▶ **DATASET**:
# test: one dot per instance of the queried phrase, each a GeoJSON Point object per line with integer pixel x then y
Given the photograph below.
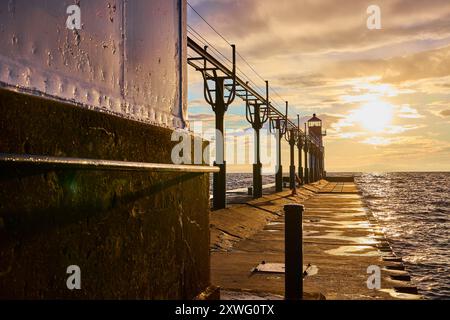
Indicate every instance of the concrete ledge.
{"type": "Point", "coordinates": [135, 235]}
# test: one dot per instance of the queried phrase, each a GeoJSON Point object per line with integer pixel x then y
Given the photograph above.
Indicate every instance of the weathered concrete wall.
{"type": "Point", "coordinates": [127, 59]}
{"type": "Point", "coordinates": [134, 234]}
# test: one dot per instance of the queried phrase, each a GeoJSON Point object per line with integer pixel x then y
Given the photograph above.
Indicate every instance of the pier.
{"type": "Point", "coordinates": [341, 239]}
{"type": "Point", "coordinates": [88, 177]}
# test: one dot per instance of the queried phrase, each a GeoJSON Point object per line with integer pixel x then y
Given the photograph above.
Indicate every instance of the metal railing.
{"type": "Point", "coordinates": [96, 164]}
{"type": "Point", "coordinates": [206, 62]}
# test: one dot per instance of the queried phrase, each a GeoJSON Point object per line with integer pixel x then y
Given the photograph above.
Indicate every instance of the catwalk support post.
{"type": "Point", "coordinates": [257, 116]}
{"type": "Point", "coordinates": [219, 101]}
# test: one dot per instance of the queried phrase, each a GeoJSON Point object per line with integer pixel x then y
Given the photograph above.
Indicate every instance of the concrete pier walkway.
{"type": "Point", "coordinates": [341, 240]}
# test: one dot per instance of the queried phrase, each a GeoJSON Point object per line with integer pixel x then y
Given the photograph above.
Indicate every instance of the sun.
{"type": "Point", "coordinates": [375, 116]}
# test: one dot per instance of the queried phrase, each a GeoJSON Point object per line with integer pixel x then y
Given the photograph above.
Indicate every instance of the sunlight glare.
{"type": "Point", "coordinates": [375, 116]}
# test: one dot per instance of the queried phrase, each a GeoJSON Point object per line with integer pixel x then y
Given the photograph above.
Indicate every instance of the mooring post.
{"type": "Point", "coordinates": [293, 251]}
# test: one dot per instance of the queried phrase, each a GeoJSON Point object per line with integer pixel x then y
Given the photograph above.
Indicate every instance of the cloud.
{"type": "Point", "coordinates": [445, 113]}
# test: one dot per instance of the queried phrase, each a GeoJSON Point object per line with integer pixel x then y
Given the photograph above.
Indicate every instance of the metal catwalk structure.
{"type": "Point", "coordinates": [222, 83]}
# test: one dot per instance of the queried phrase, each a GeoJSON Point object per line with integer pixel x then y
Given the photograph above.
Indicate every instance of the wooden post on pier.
{"type": "Point", "coordinates": [293, 252]}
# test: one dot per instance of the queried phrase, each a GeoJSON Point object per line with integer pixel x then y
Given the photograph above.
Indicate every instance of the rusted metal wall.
{"type": "Point", "coordinates": [127, 59]}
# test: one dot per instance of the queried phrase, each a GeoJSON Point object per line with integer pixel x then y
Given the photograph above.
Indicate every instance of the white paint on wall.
{"type": "Point", "coordinates": [127, 59]}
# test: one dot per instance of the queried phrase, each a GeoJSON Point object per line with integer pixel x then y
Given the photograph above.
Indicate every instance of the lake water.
{"type": "Point", "coordinates": [414, 211]}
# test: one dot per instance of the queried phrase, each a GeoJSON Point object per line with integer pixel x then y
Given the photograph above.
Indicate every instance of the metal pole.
{"type": "Point", "coordinates": [293, 252]}
{"type": "Point", "coordinates": [300, 147]}
{"type": "Point", "coordinates": [219, 180]}
{"type": "Point", "coordinates": [306, 178]}
{"type": "Point", "coordinates": [292, 167]}
{"type": "Point", "coordinates": [279, 174]}
{"type": "Point", "coordinates": [257, 179]}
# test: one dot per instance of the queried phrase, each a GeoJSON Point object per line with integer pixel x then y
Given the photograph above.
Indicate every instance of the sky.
{"type": "Point", "coordinates": [383, 94]}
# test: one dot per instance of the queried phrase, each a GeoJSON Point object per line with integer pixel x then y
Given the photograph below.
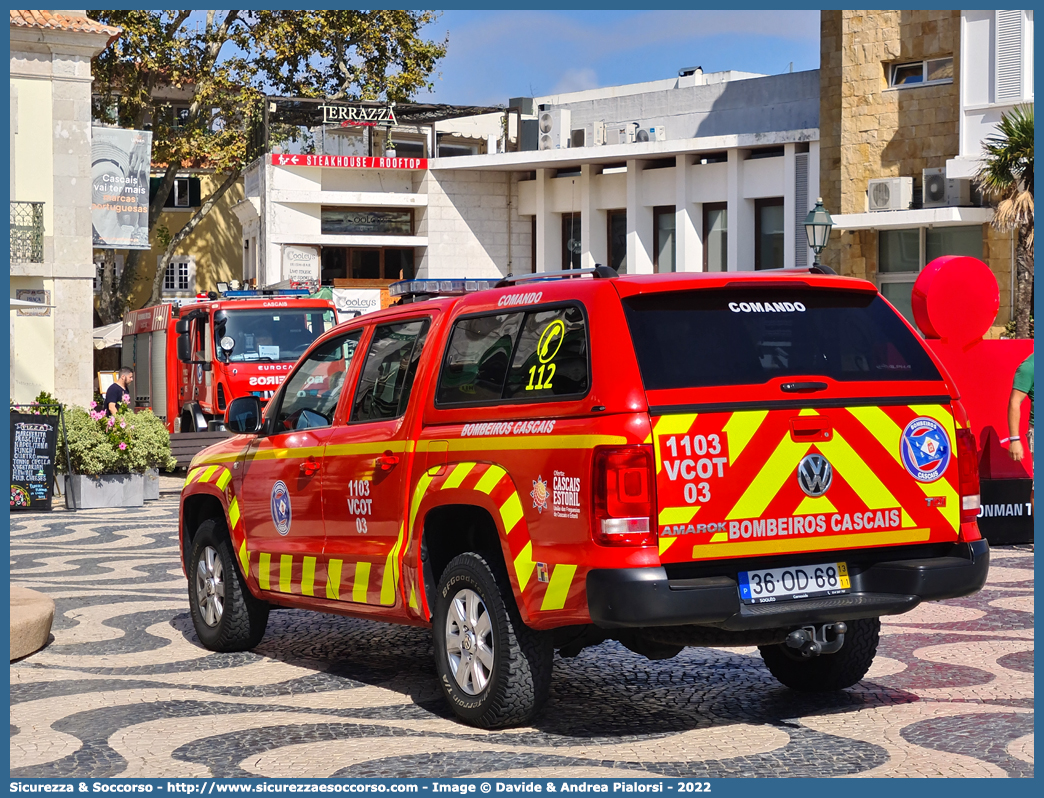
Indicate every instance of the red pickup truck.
{"type": "Point", "coordinates": [769, 459]}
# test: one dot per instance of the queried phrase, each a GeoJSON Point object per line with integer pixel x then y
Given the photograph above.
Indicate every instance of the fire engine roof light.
{"type": "Point", "coordinates": [268, 292]}
{"type": "Point", "coordinates": [437, 287]}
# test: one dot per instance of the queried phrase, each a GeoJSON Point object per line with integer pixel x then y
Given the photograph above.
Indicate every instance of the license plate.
{"type": "Point", "coordinates": [797, 582]}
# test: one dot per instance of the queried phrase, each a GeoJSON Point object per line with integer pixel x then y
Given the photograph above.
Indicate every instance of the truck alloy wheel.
{"type": "Point", "coordinates": [224, 614]}
{"type": "Point", "coordinates": [210, 587]}
{"type": "Point", "coordinates": [828, 672]}
{"type": "Point", "coordinates": [494, 670]}
{"type": "Point", "coordinates": [469, 641]}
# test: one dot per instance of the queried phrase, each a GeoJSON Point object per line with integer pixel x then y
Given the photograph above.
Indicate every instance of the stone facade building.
{"type": "Point", "coordinates": [895, 102]}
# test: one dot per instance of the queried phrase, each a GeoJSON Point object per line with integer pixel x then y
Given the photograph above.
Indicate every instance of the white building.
{"type": "Point", "coordinates": [694, 172]}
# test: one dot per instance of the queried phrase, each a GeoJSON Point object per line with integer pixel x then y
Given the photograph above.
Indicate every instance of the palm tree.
{"type": "Point", "coordinates": [1006, 180]}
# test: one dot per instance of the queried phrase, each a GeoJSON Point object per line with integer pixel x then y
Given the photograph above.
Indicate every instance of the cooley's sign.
{"type": "Point", "coordinates": [349, 162]}
{"type": "Point", "coordinates": [368, 116]}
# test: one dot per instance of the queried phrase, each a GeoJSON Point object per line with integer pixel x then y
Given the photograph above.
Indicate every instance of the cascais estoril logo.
{"type": "Point", "coordinates": [281, 513]}
{"type": "Point", "coordinates": [925, 449]}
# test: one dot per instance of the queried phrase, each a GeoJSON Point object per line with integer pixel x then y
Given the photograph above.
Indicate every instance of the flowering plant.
{"type": "Point", "coordinates": [126, 442]}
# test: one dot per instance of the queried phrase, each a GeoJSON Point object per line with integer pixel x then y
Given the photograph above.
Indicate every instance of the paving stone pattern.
{"type": "Point", "coordinates": [125, 689]}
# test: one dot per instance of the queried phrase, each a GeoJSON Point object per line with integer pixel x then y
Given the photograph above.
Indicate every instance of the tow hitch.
{"type": "Point", "coordinates": [811, 641]}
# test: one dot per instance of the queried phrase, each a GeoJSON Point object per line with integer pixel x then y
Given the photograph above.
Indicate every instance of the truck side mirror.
{"type": "Point", "coordinates": [243, 415]}
{"type": "Point", "coordinates": [184, 348]}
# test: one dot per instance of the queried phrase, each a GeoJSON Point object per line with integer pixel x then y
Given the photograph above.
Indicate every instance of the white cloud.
{"type": "Point", "coordinates": [576, 80]}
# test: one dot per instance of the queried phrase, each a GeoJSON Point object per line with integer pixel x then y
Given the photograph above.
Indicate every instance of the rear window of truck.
{"type": "Point", "coordinates": [518, 356]}
{"type": "Point", "coordinates": [748, 336]}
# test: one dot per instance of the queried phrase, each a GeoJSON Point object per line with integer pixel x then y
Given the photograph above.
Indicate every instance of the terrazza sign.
{"type": "Point", "coordinates": [349, 162]}
{"type": "Point", "coordinates": [358, 115]}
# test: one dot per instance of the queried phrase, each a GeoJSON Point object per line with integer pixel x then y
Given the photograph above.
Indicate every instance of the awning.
{"type": "Point", "coordinates": [922, 217]}
{"type": "Point", "coordinates": [109, 336]}
{"type": "Point", "coordinates": [23, 303]}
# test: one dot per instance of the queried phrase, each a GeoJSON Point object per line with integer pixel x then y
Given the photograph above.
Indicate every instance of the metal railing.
{"type": "Point", "coordinates": [26, 232]}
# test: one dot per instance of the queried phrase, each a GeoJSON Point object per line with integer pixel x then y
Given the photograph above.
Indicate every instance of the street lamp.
{"type": "Point", "coordinates": [817, 226]}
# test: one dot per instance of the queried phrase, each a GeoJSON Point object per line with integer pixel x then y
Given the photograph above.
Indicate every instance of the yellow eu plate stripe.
{"type": "Point", "coordinates": [333, 580]}
{"type": "Point", "coordinates": [285, 566]}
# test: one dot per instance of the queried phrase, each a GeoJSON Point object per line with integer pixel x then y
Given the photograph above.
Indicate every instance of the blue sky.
{"type": "Point", "coordinates": [494, 55]}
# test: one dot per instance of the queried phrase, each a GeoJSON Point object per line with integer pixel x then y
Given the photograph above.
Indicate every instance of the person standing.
{"type": "Point", "coordinates": [114, 394]}
{"type": "Point", "coordinates": [1022, 386]}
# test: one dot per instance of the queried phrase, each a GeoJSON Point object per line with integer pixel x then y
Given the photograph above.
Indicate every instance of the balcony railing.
{"type": "Point", "coordinates": [26, 232]}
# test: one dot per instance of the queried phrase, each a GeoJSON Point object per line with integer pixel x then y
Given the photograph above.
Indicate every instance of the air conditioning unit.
{"type": "Point", "coordinates": [591, 135]}
{"type": "Point", "coordinates": [890, 193]}
{"type": "Point", "coordinates": [941, 191]}
{"type": "Point", "coordinates": [552, 128]}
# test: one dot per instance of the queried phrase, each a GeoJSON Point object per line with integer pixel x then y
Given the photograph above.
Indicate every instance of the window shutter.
{"type": "Point", "coordinates": [800, 209]}
{"type": "Point", "coordinates": [1009, 56]}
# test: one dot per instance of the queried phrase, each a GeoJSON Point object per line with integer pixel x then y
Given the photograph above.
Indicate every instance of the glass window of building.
{"type": "Point", "coordinates": [715, 237]}
{"type": "Point", "coordinates": [664, 239]}
{"type": "Point", "coordinates": [617, 229]}
{"type": "Point", "coordinates": [768, 233]}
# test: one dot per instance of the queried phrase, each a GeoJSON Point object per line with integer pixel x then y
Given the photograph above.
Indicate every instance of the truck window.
{"type": "Point", "coordinates": [271, 335]}
{"type": "Point", "coordinates": [551, 356]}
{"type": "Point", "coordinates": [746, 336]}
{"type": "Point", "coordinates": [388, 371]}
{"type": "Point", "coordinates": [477, 357]}
{"type": "Point", "coordinates": [311, 393]}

▶ **EXERCISE**: From the material above, copy every line that contains the string "catwalk". Case counts.

▶ **RESULT**:
Indicate every instance of the catwalk support post.
Indicate every instance of the metal catwalk structure.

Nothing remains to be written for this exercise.